Material supplied:
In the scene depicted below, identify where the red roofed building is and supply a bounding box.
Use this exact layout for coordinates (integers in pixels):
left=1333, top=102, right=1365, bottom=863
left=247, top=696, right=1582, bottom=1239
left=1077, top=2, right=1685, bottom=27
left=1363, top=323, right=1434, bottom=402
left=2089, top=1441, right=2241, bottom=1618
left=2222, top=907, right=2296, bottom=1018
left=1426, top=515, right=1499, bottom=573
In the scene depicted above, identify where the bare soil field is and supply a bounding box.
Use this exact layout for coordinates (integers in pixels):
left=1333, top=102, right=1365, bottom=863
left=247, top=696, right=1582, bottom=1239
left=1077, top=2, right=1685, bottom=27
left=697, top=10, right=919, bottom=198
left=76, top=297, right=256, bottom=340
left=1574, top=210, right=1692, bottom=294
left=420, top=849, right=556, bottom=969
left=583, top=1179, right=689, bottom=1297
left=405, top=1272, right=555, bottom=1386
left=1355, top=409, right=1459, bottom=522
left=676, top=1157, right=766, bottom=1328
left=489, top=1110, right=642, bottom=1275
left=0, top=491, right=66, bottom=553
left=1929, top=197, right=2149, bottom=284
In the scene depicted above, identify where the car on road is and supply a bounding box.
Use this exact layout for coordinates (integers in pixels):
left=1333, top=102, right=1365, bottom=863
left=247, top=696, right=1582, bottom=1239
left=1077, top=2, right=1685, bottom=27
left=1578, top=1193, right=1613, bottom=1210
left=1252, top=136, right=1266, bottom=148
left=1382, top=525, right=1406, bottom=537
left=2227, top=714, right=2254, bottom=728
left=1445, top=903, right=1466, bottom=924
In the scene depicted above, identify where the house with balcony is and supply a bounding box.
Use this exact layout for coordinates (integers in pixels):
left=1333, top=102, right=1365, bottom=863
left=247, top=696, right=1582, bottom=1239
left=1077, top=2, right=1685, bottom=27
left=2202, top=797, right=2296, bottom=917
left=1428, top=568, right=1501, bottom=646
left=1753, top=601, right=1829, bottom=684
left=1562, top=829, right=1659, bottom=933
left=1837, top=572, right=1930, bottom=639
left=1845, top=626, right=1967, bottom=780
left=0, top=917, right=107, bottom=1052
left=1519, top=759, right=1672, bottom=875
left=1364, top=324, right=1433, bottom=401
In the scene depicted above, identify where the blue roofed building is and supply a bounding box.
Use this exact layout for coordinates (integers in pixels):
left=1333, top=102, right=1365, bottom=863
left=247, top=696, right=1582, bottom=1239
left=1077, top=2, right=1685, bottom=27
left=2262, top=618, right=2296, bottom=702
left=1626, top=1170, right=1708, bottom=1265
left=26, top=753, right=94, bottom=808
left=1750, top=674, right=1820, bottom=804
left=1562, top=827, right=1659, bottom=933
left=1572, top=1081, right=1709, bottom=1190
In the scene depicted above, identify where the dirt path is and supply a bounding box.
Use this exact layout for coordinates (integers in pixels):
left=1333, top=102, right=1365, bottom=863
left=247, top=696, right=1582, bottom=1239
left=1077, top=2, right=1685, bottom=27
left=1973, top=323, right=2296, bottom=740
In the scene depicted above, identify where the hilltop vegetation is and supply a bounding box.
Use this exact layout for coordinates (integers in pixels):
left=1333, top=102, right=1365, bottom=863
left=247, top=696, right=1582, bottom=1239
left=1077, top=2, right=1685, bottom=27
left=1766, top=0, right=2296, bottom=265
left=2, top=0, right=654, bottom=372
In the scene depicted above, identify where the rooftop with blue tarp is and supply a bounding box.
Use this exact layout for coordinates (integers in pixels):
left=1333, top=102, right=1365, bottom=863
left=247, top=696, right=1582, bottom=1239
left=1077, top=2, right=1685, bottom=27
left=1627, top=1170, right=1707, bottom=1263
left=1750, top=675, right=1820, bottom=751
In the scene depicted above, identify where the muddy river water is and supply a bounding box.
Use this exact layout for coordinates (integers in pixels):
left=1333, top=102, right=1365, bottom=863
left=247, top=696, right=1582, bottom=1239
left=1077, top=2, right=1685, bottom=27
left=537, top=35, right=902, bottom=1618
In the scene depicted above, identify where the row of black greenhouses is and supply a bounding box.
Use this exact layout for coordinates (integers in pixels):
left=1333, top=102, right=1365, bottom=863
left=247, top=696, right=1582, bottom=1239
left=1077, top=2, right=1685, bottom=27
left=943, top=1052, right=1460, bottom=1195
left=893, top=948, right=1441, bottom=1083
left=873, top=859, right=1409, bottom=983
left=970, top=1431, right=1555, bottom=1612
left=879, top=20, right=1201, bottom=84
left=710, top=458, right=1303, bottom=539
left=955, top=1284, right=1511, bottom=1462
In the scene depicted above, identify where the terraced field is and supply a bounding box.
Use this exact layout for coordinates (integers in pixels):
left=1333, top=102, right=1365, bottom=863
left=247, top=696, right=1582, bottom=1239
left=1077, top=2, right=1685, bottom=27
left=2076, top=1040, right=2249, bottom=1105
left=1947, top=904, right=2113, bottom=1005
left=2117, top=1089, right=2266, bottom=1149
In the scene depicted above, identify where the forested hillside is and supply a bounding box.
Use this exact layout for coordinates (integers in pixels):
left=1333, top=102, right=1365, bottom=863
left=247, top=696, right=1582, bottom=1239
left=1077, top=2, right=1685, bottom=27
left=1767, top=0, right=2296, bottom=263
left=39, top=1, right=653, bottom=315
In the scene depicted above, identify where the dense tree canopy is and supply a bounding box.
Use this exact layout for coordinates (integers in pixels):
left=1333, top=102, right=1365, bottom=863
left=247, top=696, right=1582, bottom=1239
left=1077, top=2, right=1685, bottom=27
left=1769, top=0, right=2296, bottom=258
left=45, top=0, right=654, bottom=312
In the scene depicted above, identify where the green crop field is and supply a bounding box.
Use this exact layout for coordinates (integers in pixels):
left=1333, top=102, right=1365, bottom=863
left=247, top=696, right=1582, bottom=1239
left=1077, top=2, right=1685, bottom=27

Exercise: I would like the records restated exactly, with every line intact.

Written answer:
In the scene depicted below, identify where the red roofed building is and supply a bounding box.
Use this exact layout for coordinates (integers in pixels):
left=1333, top=102, right=1365, bottom=863
left=247, top=696, right=1582, bottom=1239
left=1077, top=2, right=1685, bottom=27
left=1363, top=323, right=1434, bottom=402
left=2089, top=1441, right=2241, bottom=1618
left=2222, top=907, right=2296, bottom=1018
left=1426, top=515, right=1499, bottom=573
In the scene depicted above, identify where the bare soil field is and supply a bounding box.
Use this exact layout for coordinates (integers in pixels):
left=1333, top=102, right=1365, bottom=863
left=247, top=696, right=1582, bottom=1239
left=1077, top=2, right=1685, bottom=27
left=697, top=10, right=919, bottom=198
left=76, top=297, right=256, bottom=340
left=1574, top=210, right=1692, bottom=294
left=420, top=849, right=556, bottom=969
left=583, top=1179, right=689, bottom=1297
left=405, top=1272, right=555, bottom=1386
left=1355, top=409, right=1459, bottom=522
left=676, top=1157, right=766, bottom=1328
left=489, top=1110, right=642, bottom=1275
left=0, top=491, right=66, bottom=553
left=1929, top=197, right=2149, bottom=284
In the scene depicted above, identify where the car on road is and supply a bounding box.
Use this exact layout for coordinates (integers in pixels):
left=1333, top=102, right=1365, bottom=863
left=247, top=696, right=1582, bottom=1239
left=1077, top=2, right=1685, bottom=27
left=1578, top=1193, right=1613, bottom=1210
left=1252, top=136, right=1266, bottom=148
left=1382, top=525, right=1406, bottom=537
left=2227, top=714, right=2254, bottom=728
left=1445, top=903, right=1466, bottom=924
In the scene depicted above, identify where the house with balcony is and supply a bounding box.
Use this exact layout for coordinates (integers in pixels):
left=1333, top=102, right=1365, bottom=863
left=247, top=696, right=1582, bottom=1239
left=1077, top=2, right=1685, bottom=27
left=2202, top=797, right=2296, bottom=917
left=1428, top=568, right=1501, bottom=646
left=1753, top=601, right=1829, bottom=684
left=1562, top=829, right=1659, bottom=933
left=1837, top=572, right=1930, bottom=639
left=1845, top=626, right=1967, bottom=780
left=0, top=917, right=107, bottom=1052
left=1519, top=759, right=1672, bottom=875
left=1364, top=324, right=1433, bottom=401
In the scene depicted above, identify where the blue roofed building is and supply a bounding box.
Use this exact layout for coordinates (integers in pixels):
left=1333, top=102, right=1365, bottom=863
left=247, top=696, right=1582, bottom=1239
left=1077, top=2, right=1685, bottom=27
left=2262, top=618, right=2296, bottom=702
left=1626, top=1170, right=1708, bottom=1265
left=26, top=753, right=94, bottom=808
left=1750, top=674, right=1820, bottom=804
left=1562, top=827, right=1659, bottom=933
left=1572, top=1081, right=1709, bottom=1190
In the scene depicted above, identify where the dirt path is and supply a bounding box.
Use this exact layout for coordinates (integers in pixels):
left=1333, top=102, right=1365, bottom=863
left=247, top=696, right=1582, bottom=1239
left=1077, top=2, right=1685, bottom=27
left=1973, top=323, right=2296, bottom=740
In the scene depicted above, identify where the hilltop vegetation is and supply a bounding box.
Use this exact layout for coordinates (integers in pixels):
left=1333, top=102, right=1365, bottom=863
left=247, top=696, right=1582, bottom=1239
left=1077, top=2, right=1685, bottom=27
left=1766, top=0, right=2296, bottom=265
left=2, top=0, right=654, bottom=372
In the scene depicted above, identify where the rooftop with blue tarp is and supply a bounding box.
Use this exact layout for coordinates (integers in pixels):
left=1333, top=102, right=1365, bottom=863
left=247, top=696, right=1582, bottom=1239
left=1077, top=2, right=1685, bottom=27
left=1627, top=1170, right=1707, bottom=1263
left=1750, top=675, right=1820, bottom=751
In the scene depicted above, identify where the muddy river water is and supply a bounding box.
Use this exact layout for coordinates (integers in pixels):
left=1333, top=102, right=1365, bottom=863
left=247, top=696, right=1582, bottom=1239
left=1077, top=2, right=1685, bottom=27
left=537, top=35, right=902, bottom=1618
In the scene depicted above, identify where the row of black greenhouses is and supply a bounding box.
Use this exact layout for coordinates (integers in pixels):
left=1333, top=102, right=1365, bottom=863
left=247, top=696, right=1582, bottom=1239
left=1077, top=2, right=1685, bottom=27
left=943, top=1052, right=1460, bottom=1195
left=893, top=948, right=1441, bottom=1083
left=873, top=859, right=1409, bottom=983
left=970, top=1431, right=1555, bottom=1612
left=879, top=20, right=1201, bottom=84
left=710, top=458, right=1303, bottom=539
left=955, top=1284, right=1511, bottom=1462
In the scene depicted above, identify where the terraced field is and supply a bounding box.
Use this exact layout for coordinates (integers in pixels):
left=1333, top=102, right=1365, bottom=863
left=247, top=696, right=1582, bottom=1239
left=1077, top=2, right=1685, bottom=27
left=2076, top=1040, right=2249, bottom=1105
left=1947, top=904, right=2113, bottom=1005
left=2117, top=1089, right=2266, bottom=1149
In the scene depicted above, identify where the forested hillside is and supply a bounding box.
Use this exact layout for coordinates (integers in pixels):
left=1333, top=102, right=1365, bottom=863
left=247, top=696, right=1582, bottom=1239
left=1077, top=2, right=1685, bottom=27
left=1767, top=0, right=2296, bottom=263
left=39, top=1, right=653, bottom=315
In the scene depicted above, identify where the dense tree canopy is and supply a bounding box.
Use this exact layout for coordinates (integers in pixels):
left=1333, top=102, right=1365, bottom=863
left=247, top=696, right=1582, bottom=1239
left=1077, top=2, right=1685, bottom=27
left=1769, top=0, right=2296, bottom=258
left=45, top=0, right=654, bottom=312
In the scene depicted above, identify where the green crop field is and supply a bounding box.
Use this exact layout for coordinates (integers in pixels):
left=1333, top=102, right=1365, bottom=863
left=247, top=696, right=1582, bottom=1239
left=1077, top=2, right=1685, bottom=27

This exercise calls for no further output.